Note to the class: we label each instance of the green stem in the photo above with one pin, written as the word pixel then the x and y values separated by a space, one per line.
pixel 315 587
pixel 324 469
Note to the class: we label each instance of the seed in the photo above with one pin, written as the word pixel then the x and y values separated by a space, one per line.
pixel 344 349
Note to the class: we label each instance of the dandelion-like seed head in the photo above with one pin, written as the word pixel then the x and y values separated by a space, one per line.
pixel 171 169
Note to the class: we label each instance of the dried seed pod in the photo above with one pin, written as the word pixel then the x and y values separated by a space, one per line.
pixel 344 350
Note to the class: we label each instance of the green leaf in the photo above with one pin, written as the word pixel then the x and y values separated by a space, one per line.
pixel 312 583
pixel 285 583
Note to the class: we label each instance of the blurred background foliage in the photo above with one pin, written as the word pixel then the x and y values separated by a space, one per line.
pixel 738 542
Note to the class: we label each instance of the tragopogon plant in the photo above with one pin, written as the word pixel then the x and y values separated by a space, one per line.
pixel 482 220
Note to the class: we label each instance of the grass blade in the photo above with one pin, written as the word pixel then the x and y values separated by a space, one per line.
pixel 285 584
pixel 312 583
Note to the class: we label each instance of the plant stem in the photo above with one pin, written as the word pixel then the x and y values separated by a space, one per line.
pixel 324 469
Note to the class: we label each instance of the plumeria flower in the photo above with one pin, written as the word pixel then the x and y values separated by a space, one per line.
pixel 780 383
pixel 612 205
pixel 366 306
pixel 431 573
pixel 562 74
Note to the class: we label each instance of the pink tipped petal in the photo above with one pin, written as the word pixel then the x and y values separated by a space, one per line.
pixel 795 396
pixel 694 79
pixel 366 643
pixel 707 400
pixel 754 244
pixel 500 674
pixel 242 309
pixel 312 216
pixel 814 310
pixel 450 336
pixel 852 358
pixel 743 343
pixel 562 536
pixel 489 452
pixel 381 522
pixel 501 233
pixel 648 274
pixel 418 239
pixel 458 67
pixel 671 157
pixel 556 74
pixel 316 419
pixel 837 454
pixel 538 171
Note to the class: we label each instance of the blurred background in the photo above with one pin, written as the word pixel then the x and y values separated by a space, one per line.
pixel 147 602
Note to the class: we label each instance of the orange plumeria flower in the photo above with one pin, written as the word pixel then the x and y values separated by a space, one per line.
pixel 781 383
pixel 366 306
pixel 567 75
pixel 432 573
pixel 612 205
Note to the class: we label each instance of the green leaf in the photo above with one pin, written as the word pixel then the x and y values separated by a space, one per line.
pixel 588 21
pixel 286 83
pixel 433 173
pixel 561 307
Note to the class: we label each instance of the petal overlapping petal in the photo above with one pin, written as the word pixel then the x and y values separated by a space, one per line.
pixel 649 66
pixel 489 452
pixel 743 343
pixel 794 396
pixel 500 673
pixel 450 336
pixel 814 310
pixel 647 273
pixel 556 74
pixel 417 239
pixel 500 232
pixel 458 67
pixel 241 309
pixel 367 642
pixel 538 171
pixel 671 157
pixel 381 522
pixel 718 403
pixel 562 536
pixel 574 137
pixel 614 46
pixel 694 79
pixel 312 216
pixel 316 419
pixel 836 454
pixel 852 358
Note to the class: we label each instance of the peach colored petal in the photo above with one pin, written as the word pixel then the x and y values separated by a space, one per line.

## What you are asked to do
Having read the entries above, repeat them exactly.

## Solution to this exercise
Note to the class: we label each instance of the green stem in the photo above with one pin, written as the word pixel then the x and y values separated by a space, one per line.
pixel 315 587
pixel 324 469
Note to the class: we label each instance of the seed in the photo above with one pin, written as the word pixel then the x and y values separated by a space, one per line.
pixel 344 349
Note to the class: we label each instance of the dandelion-like seed head in the photo above with one pin, written as the word pixel then the x and y values separated by a space, one per line.
pixel 171 169
Note to the class: we label each instance of the dried seed pod in the photo above with one pin, written as the word pixel then the x and y values separated by a space, one per line.
pixel 344 350
Note to the class: we label each instance of the green leaf in the photo above with one pin, written as the word pixel then the x and y values separated by a space, one per line.
pixel 312 583
pixel 285 583
Note to the class: we label each instance of the blurred background foliage in the photo above with one pin, written as the word pixel then the x and y values separated by a space, one per line.
pixel 738 542
Note to the class: we label each instance of the tragopogon plant in the photo above with one pin, written as the word pixel then the x and y values separated by a space, one per line.
pixel 482 220
Note to the class: we label each instance of the grass blade in the photo above with one pin, written as the word pixel then the x and y values separated by a space, one per line.
pixel 285 584
pixel 312 583
Note to the class: we label each instance of the plant stem in the photo above with one pin, written as the word pixel then the x and y values separated by a space, one per line.
pixel 324 469
Note to the class: we label each instance of the plumeria flower in the photo above with one pin, written as the word pixel then the x and y values separated by a space, one per line.
pixel 780 383
pixel 612 205
pixel 366 306
pixel 431 573
pixel 562 74
Note to the class: we label each instance of the pink tipped petal in the photo above with one pin, written as the word pixel then the x and y values separated by a space, one per line.
pixel 795 396
pixel 694 79
pixel 366 643
pixel 707 400
pixel 754 244
pixel 500 674
pixel 242 309
pixel 312 216
pixel 814 310
pixel 450 336
pixel 852 358
pixel 743 343
pixel 562 536
pixel 489 452
pixel 381 522
pixel 501 233
pixel 648 274
pixel 418 239
pixel 458 67
pixel 671 157
pixel 556 74
pixel 316 419
pixel 837 454
pixel 538 171
Note to the class: we label each instance of the blurred background in the photo above with one pin, written as the word pixel then the x and y values separated by a space, one per line.
pixel 147 602
Note to the class: we label each instance of the orange plumeria flower in the photo above with one pin, written as the word pixel then the x and y values separated by a space, one per line.
pixel 781 383
pixel 366 306
pixel 567 75
pixel 432 573
pixel 612 205
Note to the class: we label each instance of the green leaf in the photo above with one pin, written as the word pixel then the x and y values separated by a space, one per line.
pixel 588 21
pixel 286 83
pixel 433 173
pixel 561 307
Note to the class: we label each instance of the petal overlapping petal in the photo above with one pin, written as the word pixel then the x and y values separated by a space, one per line.
pixel 649 66
pixel 489 452
pixel 743 343
pixel 794 396
pixel 500 673
pixel 450 336
pixel 814 310
pixel 647 273
pixel 556 74
pixel 417 239
pixel 500 232
pixel 458 67
pixel 241 309
pixel 367 642
pixel 538 171
pixel 671 157
pixel 381 522
pixel 718 403
pixel 562 536
pixel 574 137
pixel 614 46
pixel 694 79
pixel 312 216
pixel 316 419
pixel 836 454
pixel 852 358
Note to the class: we label each instance of the peach colored petal in the photo above with one pin, written as the word pixel then the x and y values separated by a space, one per line.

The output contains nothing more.